本文:

「ISOが進めるマネジメントシステム規格の統合的な利用」
2009.05.30

著 者出版社ISBN初版定価(入手時)巻数
国際標準化機構日本規格協会4-542-40237-92006年4月24日3300円全一巻
【MSS】マネジメントシステムスタンダードの略、マネジメントシステム規格あるいはMS規格ともいう。ISO9001とかISO14001その他最近とみに粗製乱造されているものをいう。
たとえ話である。笑い話かもしれない。
エアロパーツというものをご存じだろうか? 車のボデーにつけて高速走行時に安定して走れるようにするいろいろなパーツである。昔よく見かけたのはリアウイングスポイラーといって後部のトランクにつける水平尾翼のようなもの。最近はあまり見かけないが、どうしてだろう。
サイドスポイラーというのは左右につけて車体の横を空気がきれいに流れるようにするため。エアダムというのはフロントバンバーのあたりの空気の流れを整流するため。
しかし、ほとんどのエアロパーツは、かっこよさが目的で、実際の効果は気は心程度と聞く。
おっと、ここまでは、まだたとえ話の前ふりなのだ。
そういうエアロパーツはメーカー純正もあるが、純正以外にもたくさんの会社が作っている。ところで、ある会社でサイドスポイラーとエアダムを売っていたとして、お客さんが両方をつけようとしたら、ぶつかってしまって取り付かないとしたらどうだろう? お客さんはメーカーに「お宅が作っているものを取りつけようとしたら取り付かない。欠陥品だ」と苦情を言うだろう。

提供データ:
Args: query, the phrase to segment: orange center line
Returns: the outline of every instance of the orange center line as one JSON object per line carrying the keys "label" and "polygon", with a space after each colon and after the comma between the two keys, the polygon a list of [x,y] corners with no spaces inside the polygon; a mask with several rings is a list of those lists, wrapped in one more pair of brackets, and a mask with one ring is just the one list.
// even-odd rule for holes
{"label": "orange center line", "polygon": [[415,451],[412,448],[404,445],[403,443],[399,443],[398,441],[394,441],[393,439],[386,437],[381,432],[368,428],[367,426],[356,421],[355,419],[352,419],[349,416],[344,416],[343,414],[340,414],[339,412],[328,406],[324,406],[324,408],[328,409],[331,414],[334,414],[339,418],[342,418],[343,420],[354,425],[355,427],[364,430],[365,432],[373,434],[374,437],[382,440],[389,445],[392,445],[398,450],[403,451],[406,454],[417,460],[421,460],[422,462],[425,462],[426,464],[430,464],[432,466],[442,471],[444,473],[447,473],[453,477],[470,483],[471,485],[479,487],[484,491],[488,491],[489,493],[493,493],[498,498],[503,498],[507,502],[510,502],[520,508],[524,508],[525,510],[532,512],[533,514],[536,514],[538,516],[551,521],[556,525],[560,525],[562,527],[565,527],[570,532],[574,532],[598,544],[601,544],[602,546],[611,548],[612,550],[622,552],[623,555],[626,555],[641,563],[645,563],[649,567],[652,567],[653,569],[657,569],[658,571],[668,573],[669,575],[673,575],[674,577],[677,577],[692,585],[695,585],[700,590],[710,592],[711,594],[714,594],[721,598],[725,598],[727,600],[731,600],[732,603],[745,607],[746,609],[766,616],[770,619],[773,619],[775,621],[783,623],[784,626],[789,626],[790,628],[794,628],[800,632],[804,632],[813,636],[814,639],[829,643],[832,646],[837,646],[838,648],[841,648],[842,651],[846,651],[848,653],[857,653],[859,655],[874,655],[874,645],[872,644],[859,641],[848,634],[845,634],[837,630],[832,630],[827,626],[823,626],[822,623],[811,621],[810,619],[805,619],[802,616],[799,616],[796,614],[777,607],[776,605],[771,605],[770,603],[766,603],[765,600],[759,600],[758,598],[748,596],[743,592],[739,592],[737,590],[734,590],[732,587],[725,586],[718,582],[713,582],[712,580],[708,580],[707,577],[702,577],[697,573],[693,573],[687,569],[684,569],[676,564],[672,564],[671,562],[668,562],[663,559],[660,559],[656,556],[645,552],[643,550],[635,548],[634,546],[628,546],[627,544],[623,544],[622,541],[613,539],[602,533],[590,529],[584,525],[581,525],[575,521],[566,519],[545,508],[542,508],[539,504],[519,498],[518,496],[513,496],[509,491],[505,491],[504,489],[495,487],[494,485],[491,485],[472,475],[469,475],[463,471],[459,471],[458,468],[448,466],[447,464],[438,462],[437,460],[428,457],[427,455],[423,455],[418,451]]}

課題:
本文のうち、「たとえ話である。笑い話かもしれない。」から始まり「際の効果は気は心程度と聞く。」までの部分を、一字も変えずに書き写してください。 この一覧は本文とは関係がありません。

解答:
たとえ話である。笑い話かもしれない。
エアロパーツというものをご存じだろうか? 車のボデーにつけて高速走行時に安定して走れるようにするいろいろなパーツである。昔よく見かけたのはリアウイングスポイラーといって後部のトランクにつける水平尾翼のようなもの。最近はあまり見かけないが、どうしてだろう。
サイドスポイラーというのは左右につけて車体の横を空気がきれいに流れるようにするため。エアダムというのはフロントバンバーのあたりの空気の流れを整流するため。
しかし、ほとんどのエアロパーツは、かっこよさが目的で、実際の効果は気は心程度と聞く。